◆ What is required: Report each line of the listing below that holds "Above".

# # # #

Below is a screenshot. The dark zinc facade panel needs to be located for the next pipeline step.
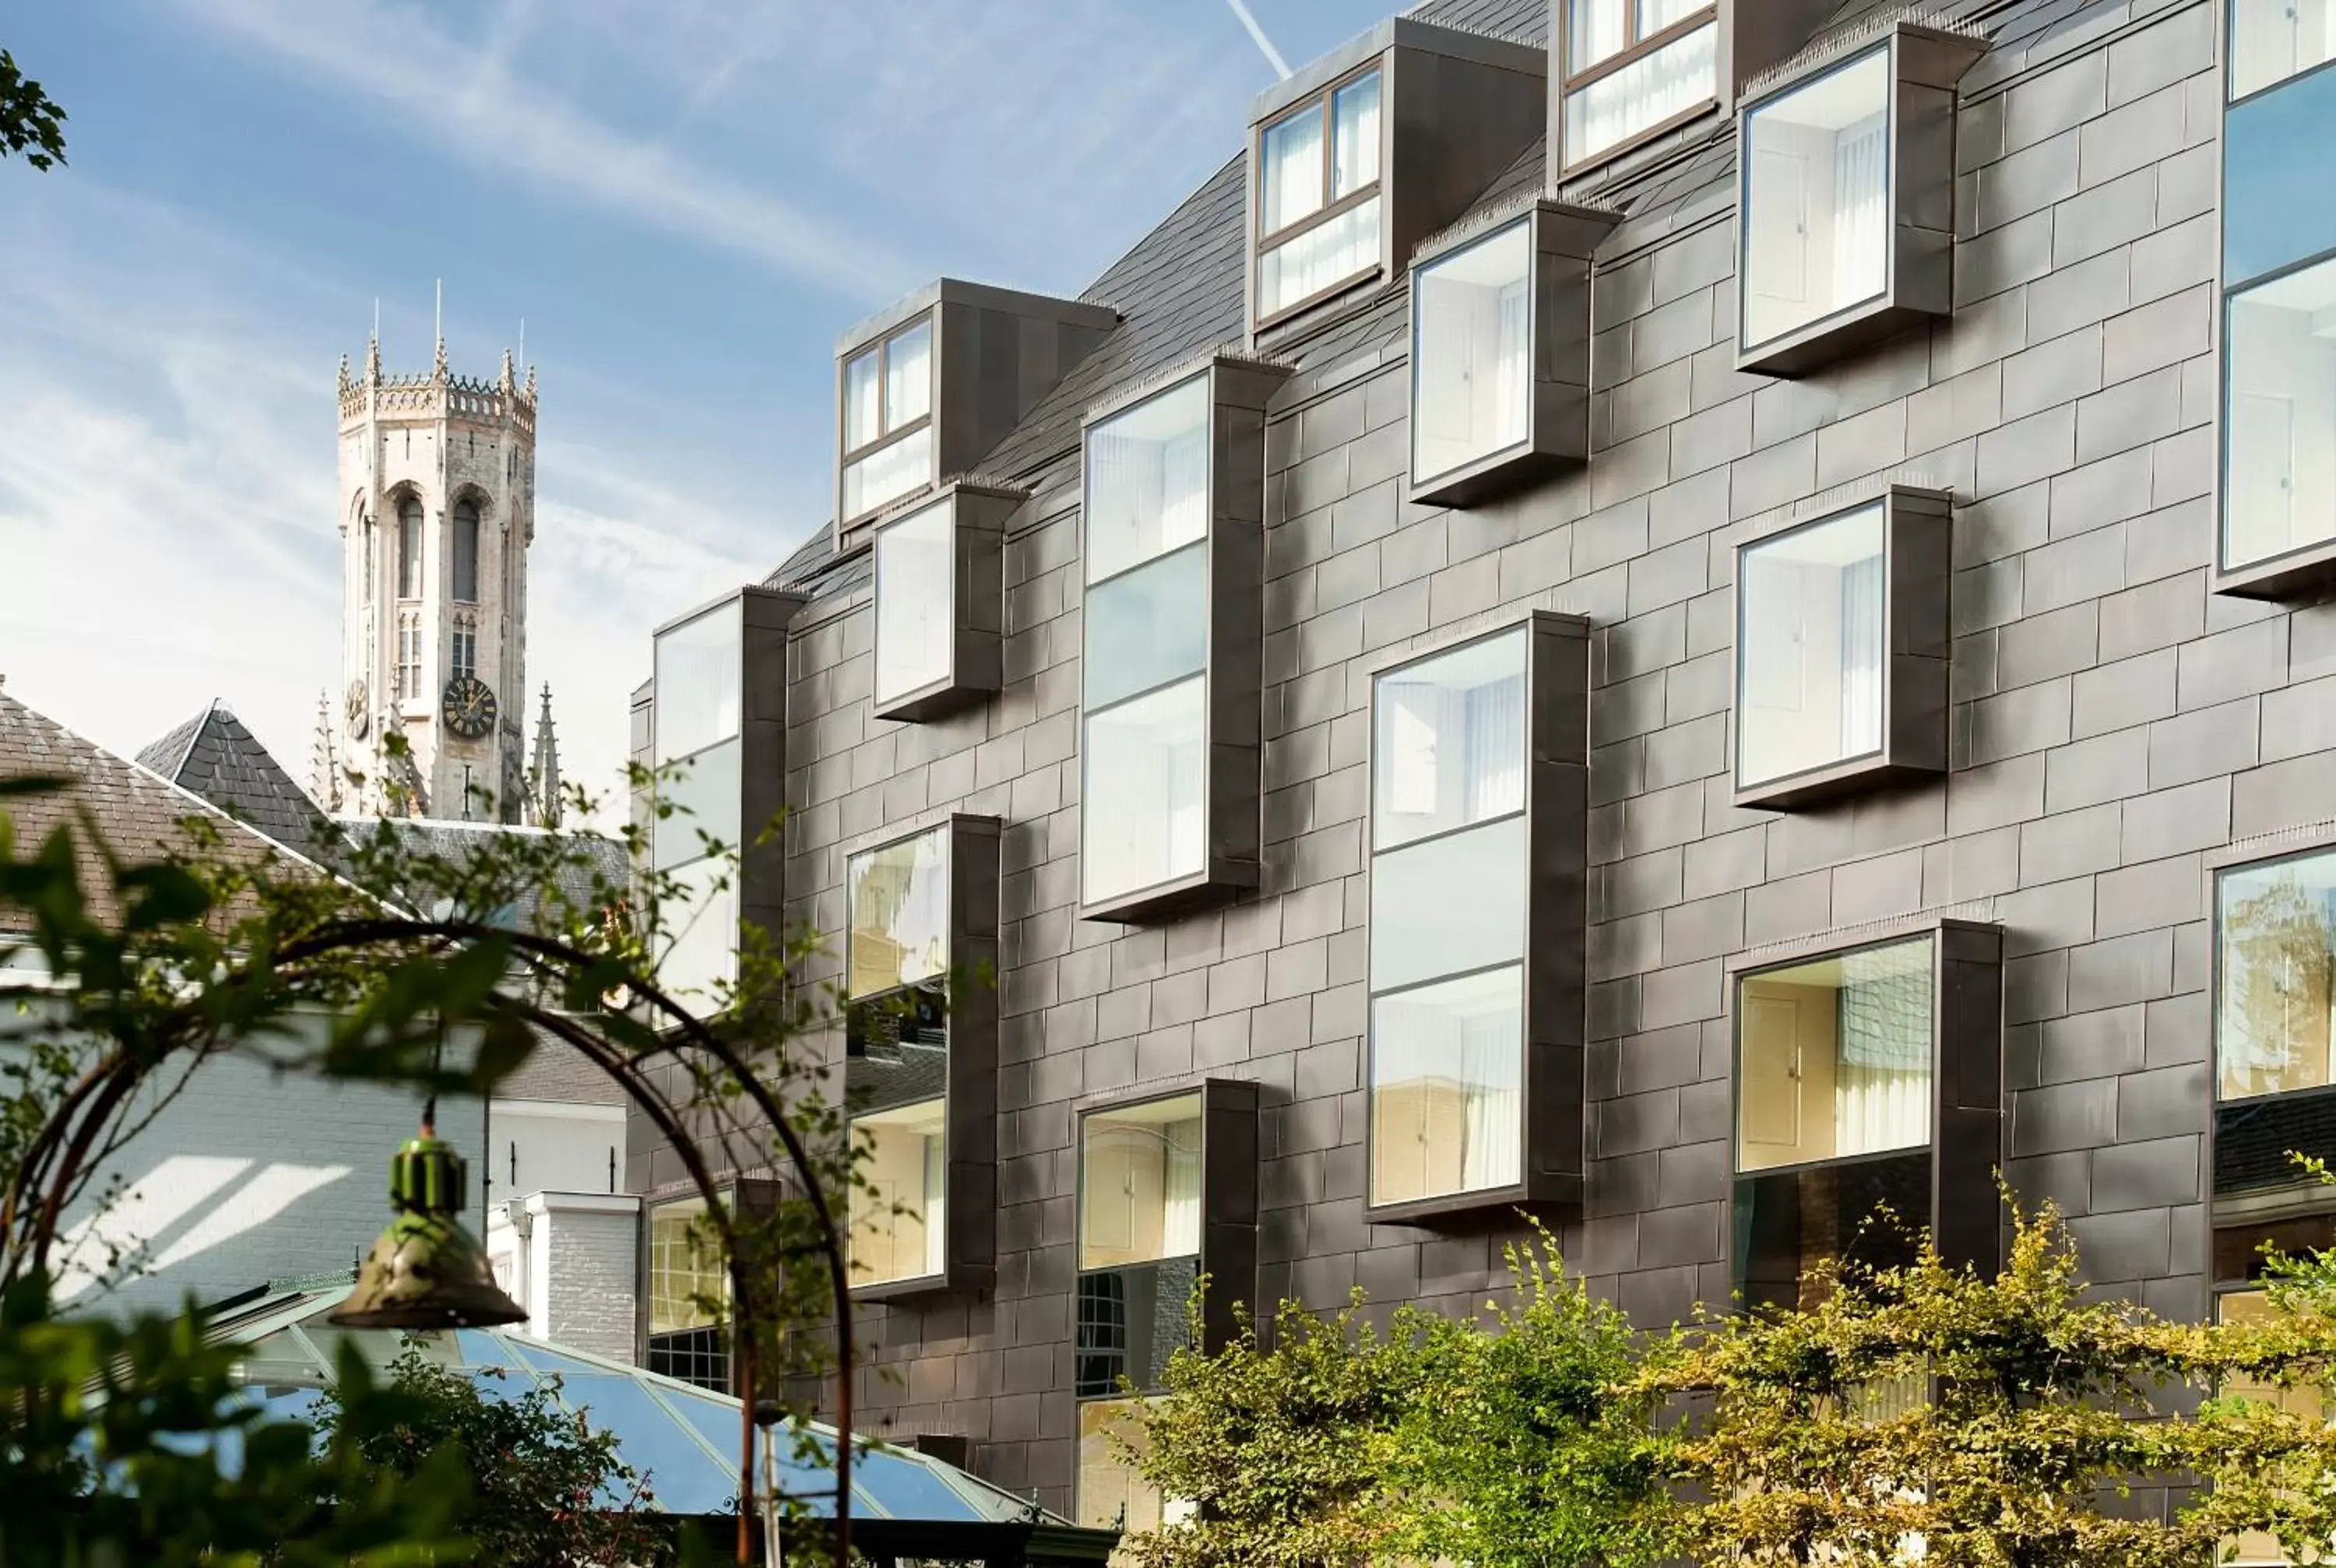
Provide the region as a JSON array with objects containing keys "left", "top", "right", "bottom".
[{"left": 633, "top": 0, "right": 2336, "bottom": 1517}]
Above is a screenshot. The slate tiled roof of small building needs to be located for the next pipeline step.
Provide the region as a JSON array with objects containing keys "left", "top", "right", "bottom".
[
  {"left": 136, "top": 700, "right": 331, "bottom": 866},
  {"left": 0, "top": 687, "right": 303, "bottom": 930},
  {"left": 328, "top": 814, "right": 632, "bottom": 938}
]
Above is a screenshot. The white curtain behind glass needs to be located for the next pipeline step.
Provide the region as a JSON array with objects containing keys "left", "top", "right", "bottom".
[
  {"left": 1570, "top": 0, "right": 1626, "bottom": 70},
  {"left": 922, "top": 1130, "right": 947, "bottom": 1278},
  {"left": 1162, "top": 1121, "right": 1201, "bottom": 1256},
  {"left": 1563, "top": 23, "right": 1715, "bottom": 167},
  {"left": 1837, "top": 554, "right": 1884, "bottom": 758},
  {"left": 1261, "top": 104, "right": 1322, "bottom": 231},
  {"left": 1381, "top": 673, "right": 1524, "bottom": 831},
  {"left": 1458, "top": 1002, "right": 1522, "bottom": 1190},
  {"left": 1834, "top": 952, "right": 1930, "bottom": 1158},
  {"left": 1332, "top": 74, "right": 1380, "bottom": 198},
  {"left": 1831, "top": 111, "right": 1889, "bottom": 312}
]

# # # #

◆ Worked solution:
Above is a screenshot. The slate tiled roof of small building needs to be located for the next pipeline step.
Above is a screenshot. The white curtain behind glass needs to be located for the next pipeline step.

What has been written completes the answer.